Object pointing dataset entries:
* * *

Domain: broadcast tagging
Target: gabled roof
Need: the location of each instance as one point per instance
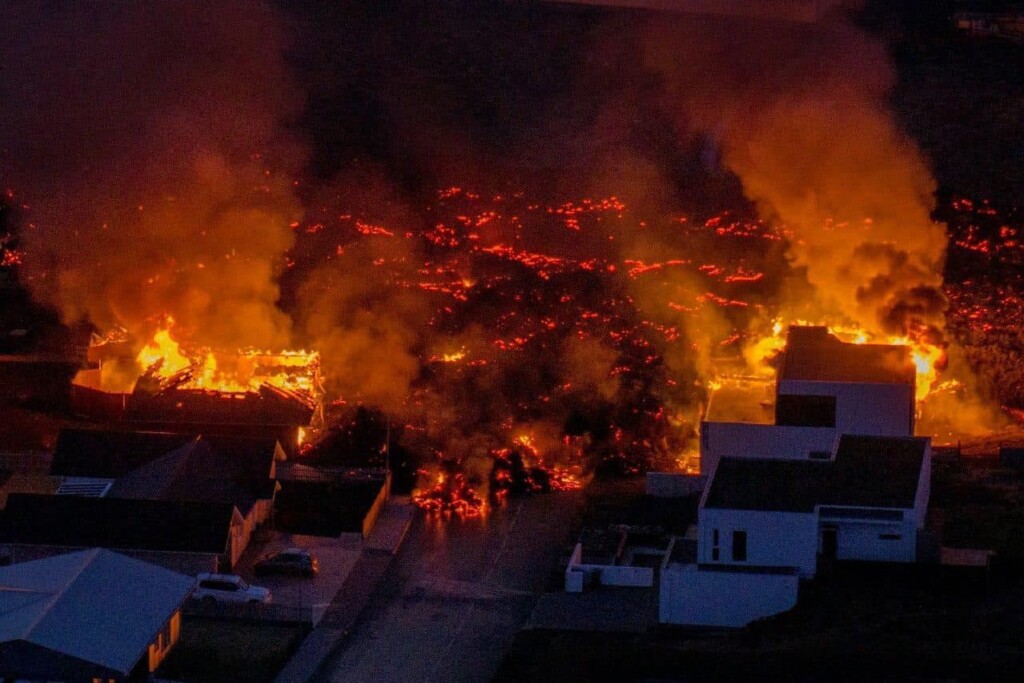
(113, 454)
(867, 471)
(118, 523)
(172, 467)
(94, 605)
(110, 454)
(812, 353)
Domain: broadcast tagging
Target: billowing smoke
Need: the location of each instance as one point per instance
(800, 114)
(142, 135)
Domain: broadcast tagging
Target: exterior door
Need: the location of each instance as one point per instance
(829, 542)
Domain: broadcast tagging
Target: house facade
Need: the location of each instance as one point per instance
(822, 465)
(88, 615)
(765, 523)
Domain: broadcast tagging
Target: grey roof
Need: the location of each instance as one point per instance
(109, 453)
(867, 471)
(77, 521)
(94, 605)
(814, 354)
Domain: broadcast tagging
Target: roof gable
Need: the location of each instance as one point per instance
(867, 471)
(120, 523)
(94, 605)
(812, 353)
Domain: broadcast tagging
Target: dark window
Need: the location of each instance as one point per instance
(739, 546)
(798, 411)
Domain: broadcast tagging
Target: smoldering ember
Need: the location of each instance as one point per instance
(512, 340)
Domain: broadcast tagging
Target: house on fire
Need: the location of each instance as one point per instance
(89, 615)
(763, 524)
(824, 387)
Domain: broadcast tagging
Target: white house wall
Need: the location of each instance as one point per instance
(741, 439)
(877, 410)
(773, 539)
(694, 596)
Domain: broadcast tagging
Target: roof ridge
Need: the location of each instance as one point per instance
(90, 555)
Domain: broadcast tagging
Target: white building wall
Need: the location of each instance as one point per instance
(699, 597)
(773, 539)
(877, 410)
(740, 439)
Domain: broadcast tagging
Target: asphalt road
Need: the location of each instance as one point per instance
(456, 595)
(337, 557)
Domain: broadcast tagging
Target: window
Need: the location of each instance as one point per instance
(739, 546)
(805, 411)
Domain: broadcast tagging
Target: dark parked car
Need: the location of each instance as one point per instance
(292, 561)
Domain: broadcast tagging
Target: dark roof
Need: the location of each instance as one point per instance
(325, 507)
(867, 471)
(110, 454)
(197, 471)
(814, 354)
(267, 407)
(116, 523)
(171, 467)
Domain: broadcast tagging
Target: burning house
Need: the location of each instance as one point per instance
(824, 387)
(166, 387)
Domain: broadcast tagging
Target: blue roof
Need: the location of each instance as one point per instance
(94, 605)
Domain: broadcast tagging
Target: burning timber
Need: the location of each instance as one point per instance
(280, 394)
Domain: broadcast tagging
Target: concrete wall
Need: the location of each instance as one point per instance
(695, 596)
(674, 484)
(783, 10)
(878, 410)
(578, 574)
(740, 439)
(773, 539)
(862, 541)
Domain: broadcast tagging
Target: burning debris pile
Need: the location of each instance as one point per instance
(170, 384)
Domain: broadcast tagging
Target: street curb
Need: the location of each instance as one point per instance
(345, 608)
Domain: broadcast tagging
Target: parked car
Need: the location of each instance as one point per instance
(213, 588)
(291, 561)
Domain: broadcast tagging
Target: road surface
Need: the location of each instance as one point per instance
(456, 595)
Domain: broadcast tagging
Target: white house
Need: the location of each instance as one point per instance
(824, 387)
(763, 523)
(88, 615)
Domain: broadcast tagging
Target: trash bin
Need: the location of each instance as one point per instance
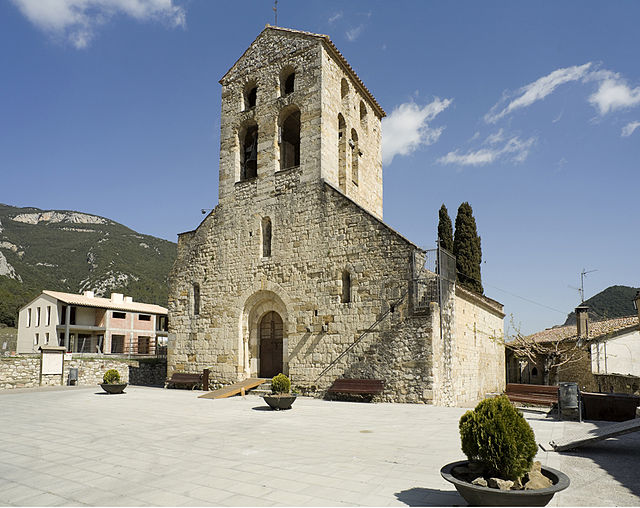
(568, 400)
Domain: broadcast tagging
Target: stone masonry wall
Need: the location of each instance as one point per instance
(23, 371)
(317, 234)
(479, 358)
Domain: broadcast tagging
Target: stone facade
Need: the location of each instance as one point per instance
(294, 269)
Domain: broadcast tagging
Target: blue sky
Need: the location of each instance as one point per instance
(530, 111)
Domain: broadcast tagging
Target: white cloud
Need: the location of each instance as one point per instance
(536, 91)
(496, 137)
(78, 20)
(335, 17)
(628, 129)
(354, 33)
(514, 149)
(407, 128)
(613, 93)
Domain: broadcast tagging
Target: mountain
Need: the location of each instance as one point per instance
(70, 251)
(615, 301)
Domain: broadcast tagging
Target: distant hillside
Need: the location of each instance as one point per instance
(615, 301)
(71, 251)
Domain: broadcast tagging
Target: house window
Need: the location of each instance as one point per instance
(344, 88)
(346, 287)
(355, 156)
(290, 140)
(287, 81)
(250, 96)
(196, 299)
(249, 153)
(266, 237)
(342, 154)
(143, 345)
(117, 343)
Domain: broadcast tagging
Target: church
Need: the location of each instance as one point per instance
(294, 270)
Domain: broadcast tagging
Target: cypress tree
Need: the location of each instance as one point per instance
(467, 249)
(445, 229)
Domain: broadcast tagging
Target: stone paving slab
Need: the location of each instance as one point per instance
(155, 447)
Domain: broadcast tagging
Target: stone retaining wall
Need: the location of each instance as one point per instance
(23, 371)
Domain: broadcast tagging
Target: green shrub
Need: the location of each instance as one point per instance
(498, 436)
(280, 384)
(111, 377)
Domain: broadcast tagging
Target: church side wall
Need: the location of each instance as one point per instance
(479, 358)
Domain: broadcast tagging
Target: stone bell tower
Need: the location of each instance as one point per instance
(293, 102)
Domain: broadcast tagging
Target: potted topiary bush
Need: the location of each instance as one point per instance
(280, 396)
(501, 446)
(111, 382)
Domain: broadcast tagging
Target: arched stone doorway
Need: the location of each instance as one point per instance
(271, 344)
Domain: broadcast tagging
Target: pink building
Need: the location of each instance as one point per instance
(90, 324)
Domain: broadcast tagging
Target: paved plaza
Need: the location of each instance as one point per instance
(152, 447)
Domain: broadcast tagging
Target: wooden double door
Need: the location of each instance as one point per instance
(271, 348)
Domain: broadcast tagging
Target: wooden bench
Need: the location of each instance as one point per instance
(184, 379)
(357, 386)
(541, 395)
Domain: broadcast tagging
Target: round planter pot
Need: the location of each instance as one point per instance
(477, 495)
(279, 401)
(113, 388)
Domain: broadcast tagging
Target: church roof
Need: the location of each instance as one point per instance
(334, 51)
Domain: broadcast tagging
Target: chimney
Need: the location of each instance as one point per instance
(582, 321)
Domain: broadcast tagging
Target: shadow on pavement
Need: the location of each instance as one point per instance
(419, 496)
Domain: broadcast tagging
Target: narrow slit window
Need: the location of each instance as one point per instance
(249, 154)
(346, 287)
(196, 299)
(250, 97)
(290, 141)
(266, 237)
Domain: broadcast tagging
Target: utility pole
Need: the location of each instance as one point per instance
(582, 275)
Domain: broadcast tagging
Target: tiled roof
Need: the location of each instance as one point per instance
(106, 303)
(336, 53)
(596, 329)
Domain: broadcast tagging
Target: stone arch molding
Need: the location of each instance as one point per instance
(255, 304)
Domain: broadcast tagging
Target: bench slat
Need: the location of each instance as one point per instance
(364, 386)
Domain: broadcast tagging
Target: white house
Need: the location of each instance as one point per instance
(90, 324)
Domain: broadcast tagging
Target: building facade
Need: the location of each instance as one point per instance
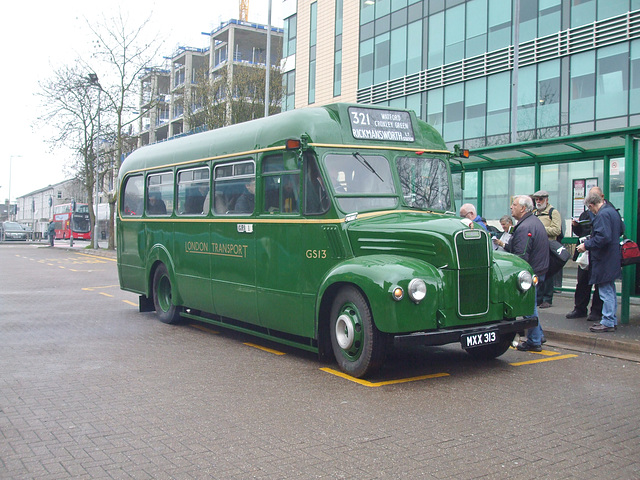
(171, 103)
(35, 209)
(556, 79)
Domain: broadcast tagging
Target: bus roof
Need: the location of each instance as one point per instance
(328, 124)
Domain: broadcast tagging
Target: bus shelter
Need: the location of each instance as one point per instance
(566, 167)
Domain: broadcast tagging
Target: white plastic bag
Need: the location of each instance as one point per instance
(583, 260)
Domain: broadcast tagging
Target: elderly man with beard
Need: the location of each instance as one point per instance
(604, 257)
(552, 222)
(530, 242)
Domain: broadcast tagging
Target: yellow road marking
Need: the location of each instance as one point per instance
(270, 350)
(367, 383)
(548, 353)
(540, 360)
(91, 289)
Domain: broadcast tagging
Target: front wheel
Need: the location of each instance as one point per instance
(167, 312)
(489, 352)
(359, 347)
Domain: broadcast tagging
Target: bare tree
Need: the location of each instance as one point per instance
(126, 53)
(71, 107)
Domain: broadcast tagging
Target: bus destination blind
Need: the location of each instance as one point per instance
(384, 125)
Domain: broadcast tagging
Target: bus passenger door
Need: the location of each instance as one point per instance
(232, 241)
(282, 305)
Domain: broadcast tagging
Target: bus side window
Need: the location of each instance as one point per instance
(193, 189)
(132, 196)
(316, 197)
(160, 194)
(234, 188)
(281, 181)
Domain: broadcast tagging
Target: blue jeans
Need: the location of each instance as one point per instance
(534, 335)
(607, 293)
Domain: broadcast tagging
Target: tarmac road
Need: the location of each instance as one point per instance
(90, 388)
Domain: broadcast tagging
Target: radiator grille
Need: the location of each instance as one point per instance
(472, 250)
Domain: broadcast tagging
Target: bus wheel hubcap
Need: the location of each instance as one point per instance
(344, 332)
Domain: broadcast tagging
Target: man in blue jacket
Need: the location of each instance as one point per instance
(604, 258)
(531, 243)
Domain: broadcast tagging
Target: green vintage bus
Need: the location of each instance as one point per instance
(329, 228)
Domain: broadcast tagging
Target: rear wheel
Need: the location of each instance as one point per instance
(359, 347)
(167, 312)
(489, 352)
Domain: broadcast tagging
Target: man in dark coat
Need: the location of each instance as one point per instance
(604, 258)
(531, 243)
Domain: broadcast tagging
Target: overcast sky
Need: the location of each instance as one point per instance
(39, 37)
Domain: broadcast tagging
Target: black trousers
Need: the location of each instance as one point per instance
(583, 294)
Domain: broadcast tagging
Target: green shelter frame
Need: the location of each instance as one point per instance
(620, 143)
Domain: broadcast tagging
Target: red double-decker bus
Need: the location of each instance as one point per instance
(69, 223)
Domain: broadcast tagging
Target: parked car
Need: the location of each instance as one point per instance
(14, 231)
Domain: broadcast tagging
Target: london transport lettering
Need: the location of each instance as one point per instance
(213, 248)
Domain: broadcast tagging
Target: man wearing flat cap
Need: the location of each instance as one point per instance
(550, 218)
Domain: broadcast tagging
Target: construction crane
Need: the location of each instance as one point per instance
(244, 10)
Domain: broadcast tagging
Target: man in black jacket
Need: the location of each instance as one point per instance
(531, 243)
(604, 258)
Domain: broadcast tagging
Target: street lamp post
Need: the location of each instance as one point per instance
(93, 80)
(10, 166)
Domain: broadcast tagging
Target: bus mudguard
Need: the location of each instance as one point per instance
(158, 253)
(377, 276)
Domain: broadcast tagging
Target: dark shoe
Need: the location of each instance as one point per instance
(599, 328)
(615, 327)
(527, 347)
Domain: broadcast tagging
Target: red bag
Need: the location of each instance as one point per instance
(630, 253)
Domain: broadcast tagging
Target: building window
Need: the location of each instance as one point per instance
(583, 87)
(436, 40)
(453, 112)
(634, 94)
(454, 34)
(527, 93)
(289, 100)
(548, 94)
(612, 81)
(499, 24)
(583, 12)
(365, 76)
(289, 37)
(549, 17)
(498, 103)
(475, 109)
(476, 28)
(313, 19)
(434, 109)
(337, 55)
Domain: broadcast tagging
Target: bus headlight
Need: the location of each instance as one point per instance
(417, 290)
(397, 294)
(525, 281)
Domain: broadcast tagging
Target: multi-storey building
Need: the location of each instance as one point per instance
(35, 209)
(169, 99)
(545, 93)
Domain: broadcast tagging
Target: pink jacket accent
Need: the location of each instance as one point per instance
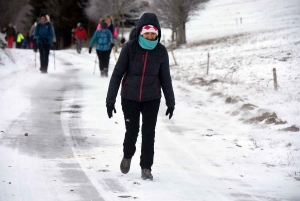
(115, 34)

* * *

**THE TASK**
Identify every line in the entries above that contains the string "church", and copy each one. Case counts.

**TASK ANSWER**
Target: church
Target: church side wall
Target: church roof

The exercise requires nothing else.